---------- Listed records

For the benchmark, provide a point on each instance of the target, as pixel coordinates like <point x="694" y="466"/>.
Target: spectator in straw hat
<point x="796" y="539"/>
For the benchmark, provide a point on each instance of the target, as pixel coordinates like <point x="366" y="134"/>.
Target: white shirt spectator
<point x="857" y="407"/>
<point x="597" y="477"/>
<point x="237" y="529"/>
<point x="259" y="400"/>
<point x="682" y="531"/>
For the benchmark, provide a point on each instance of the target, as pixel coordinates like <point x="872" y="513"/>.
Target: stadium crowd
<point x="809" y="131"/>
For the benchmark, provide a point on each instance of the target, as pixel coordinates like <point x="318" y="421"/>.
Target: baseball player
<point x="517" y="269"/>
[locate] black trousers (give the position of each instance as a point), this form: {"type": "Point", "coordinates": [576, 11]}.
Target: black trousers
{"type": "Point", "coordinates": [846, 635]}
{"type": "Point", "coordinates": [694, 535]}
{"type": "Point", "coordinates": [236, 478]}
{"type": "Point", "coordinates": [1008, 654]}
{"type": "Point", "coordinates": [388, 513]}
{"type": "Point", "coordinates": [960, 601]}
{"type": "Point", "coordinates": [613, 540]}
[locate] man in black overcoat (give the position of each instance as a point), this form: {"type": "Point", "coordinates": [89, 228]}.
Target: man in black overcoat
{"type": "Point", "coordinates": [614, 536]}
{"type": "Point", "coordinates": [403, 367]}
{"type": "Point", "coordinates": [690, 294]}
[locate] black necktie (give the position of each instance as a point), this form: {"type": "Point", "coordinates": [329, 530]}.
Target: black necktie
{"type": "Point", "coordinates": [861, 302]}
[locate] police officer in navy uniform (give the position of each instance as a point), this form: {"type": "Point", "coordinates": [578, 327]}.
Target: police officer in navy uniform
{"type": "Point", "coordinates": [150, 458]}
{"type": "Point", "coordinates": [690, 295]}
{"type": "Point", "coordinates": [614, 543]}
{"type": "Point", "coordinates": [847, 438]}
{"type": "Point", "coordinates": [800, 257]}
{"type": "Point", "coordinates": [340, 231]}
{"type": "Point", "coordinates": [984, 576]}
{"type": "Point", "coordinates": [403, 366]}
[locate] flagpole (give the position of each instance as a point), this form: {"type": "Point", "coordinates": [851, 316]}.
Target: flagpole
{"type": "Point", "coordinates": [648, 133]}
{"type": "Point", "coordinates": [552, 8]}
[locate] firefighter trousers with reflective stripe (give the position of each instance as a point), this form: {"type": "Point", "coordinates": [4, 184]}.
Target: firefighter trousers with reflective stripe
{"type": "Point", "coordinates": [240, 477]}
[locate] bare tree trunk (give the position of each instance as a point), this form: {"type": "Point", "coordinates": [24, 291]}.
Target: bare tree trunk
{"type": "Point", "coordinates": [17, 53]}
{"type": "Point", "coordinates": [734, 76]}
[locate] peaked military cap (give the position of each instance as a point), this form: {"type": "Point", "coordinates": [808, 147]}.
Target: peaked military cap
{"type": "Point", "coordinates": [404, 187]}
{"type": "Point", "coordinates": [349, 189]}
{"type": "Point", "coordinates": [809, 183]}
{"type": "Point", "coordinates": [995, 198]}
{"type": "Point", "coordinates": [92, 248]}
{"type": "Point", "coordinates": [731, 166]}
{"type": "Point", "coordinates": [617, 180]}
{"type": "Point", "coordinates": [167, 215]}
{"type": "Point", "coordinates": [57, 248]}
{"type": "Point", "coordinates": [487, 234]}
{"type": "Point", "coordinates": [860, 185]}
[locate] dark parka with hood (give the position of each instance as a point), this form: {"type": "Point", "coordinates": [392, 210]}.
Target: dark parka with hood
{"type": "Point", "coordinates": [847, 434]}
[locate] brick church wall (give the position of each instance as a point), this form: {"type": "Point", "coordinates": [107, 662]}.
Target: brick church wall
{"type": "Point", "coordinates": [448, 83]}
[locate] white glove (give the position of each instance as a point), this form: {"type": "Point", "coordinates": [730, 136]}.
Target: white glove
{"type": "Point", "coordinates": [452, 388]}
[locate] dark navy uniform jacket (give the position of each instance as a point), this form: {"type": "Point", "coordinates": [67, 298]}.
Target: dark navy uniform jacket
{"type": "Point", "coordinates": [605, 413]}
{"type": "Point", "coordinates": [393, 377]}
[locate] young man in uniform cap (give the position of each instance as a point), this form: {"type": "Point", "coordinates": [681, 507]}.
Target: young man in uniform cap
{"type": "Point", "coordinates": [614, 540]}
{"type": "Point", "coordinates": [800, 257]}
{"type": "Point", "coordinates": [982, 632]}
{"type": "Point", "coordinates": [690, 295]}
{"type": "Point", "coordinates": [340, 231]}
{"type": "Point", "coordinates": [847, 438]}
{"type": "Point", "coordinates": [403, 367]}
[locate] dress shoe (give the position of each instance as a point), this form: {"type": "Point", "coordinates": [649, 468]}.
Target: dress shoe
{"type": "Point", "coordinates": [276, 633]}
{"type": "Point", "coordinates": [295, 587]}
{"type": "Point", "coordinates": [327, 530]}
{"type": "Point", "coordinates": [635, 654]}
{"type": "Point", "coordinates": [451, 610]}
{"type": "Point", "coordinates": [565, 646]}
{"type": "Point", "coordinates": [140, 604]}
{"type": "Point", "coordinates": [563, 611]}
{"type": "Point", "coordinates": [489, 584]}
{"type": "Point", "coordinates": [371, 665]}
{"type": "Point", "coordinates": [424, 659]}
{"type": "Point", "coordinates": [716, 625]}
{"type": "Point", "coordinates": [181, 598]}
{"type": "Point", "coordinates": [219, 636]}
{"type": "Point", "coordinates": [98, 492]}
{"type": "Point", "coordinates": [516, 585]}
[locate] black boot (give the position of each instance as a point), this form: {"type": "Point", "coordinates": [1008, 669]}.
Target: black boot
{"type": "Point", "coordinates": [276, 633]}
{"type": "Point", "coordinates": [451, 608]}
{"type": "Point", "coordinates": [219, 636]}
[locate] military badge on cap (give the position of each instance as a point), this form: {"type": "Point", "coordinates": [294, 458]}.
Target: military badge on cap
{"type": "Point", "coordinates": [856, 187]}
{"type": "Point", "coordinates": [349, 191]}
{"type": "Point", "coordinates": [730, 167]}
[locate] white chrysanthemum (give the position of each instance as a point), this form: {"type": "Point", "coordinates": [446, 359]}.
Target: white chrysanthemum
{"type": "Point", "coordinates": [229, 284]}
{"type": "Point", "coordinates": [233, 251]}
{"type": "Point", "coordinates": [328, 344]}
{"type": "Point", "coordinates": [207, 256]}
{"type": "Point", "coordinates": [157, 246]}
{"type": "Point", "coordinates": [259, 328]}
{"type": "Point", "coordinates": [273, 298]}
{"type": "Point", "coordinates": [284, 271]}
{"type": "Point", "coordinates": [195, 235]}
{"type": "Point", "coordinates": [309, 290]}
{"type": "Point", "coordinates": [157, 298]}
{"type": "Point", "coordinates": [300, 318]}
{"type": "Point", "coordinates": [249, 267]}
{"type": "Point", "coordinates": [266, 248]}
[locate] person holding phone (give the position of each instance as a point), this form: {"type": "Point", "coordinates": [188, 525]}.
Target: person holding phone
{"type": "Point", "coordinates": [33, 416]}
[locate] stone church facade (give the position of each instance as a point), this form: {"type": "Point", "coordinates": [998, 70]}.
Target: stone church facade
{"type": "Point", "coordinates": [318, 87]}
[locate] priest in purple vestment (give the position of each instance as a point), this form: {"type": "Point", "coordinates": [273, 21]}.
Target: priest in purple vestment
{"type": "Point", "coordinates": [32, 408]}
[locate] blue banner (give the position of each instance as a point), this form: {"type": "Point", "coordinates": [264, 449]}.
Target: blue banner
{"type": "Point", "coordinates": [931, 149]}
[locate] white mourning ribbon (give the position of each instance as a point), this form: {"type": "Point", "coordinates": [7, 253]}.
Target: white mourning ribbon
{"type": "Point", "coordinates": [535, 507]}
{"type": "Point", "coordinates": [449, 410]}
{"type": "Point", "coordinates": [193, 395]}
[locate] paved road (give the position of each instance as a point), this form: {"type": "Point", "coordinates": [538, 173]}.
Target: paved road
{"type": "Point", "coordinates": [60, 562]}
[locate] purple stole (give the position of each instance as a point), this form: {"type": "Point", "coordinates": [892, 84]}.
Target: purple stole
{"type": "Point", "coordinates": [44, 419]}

--------------------

■ Short exercise ■
Copy out the rows starting at the one that contains "[locate] white mourning" and ending at the last row, substituting "gravel road" for "paved road" and leaving everything else unchanged.

■ Exercise solution ■
[locate] white mourning ribbon (give the position of each instance as a point), this form: {"type": "Point", "coordinates": [7, 253]}.
Target: white mourning ribbon
{"type": "Point", "coordinates": [535, 507]}
{"type": "Point", "coordinates": [449, 410]}
{"type": "Point", "coordinates": [193, 395]}
[locate] gravel road (give the position of each instance as a point), this form: {"type": "Point", "coordinates": [538, 173]}.
Target: gravel road
{"type": "Point", "coordinates": [60, 562]}
[locate] purple stole (give the position of each instance as a point), this form: {"type": "Point", "coordinates": [892, 84]}.
Target: purple stole
{"type": "Point", "coordinates": [44, 419]}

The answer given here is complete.